**Dataset entries:**

====

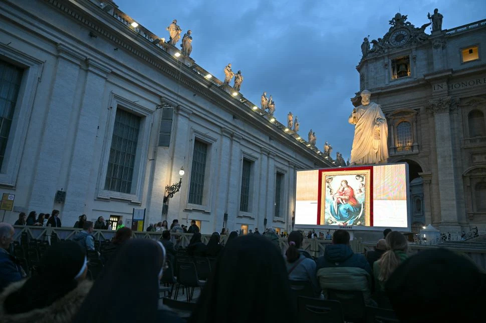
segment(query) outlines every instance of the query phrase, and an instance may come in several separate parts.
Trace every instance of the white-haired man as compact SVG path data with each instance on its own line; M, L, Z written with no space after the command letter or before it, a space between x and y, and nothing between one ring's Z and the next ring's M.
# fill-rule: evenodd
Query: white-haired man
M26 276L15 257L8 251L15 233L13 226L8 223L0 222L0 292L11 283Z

====

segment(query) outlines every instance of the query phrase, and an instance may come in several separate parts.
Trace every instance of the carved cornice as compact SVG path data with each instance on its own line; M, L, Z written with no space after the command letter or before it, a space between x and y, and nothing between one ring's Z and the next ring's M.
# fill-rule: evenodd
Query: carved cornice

====

**Task directions:** Report every line of the records that contains the word "written", copying each such line in full.

**Response to this exercise:**
Trace every instance of the white-haired man as compact SVG path data with each instance on its own line; M, L, Z written with no space after the command letter or before it, a space between x and y, and nothing between one ring's Z and the next ring's M.
Trace every instance of the carved cornice as compact SVG path data with each instance on its own line; M, L, Z written with no space after the command letter or before it, a space between x and y, and nothing between one ring's Z and the next ring's M.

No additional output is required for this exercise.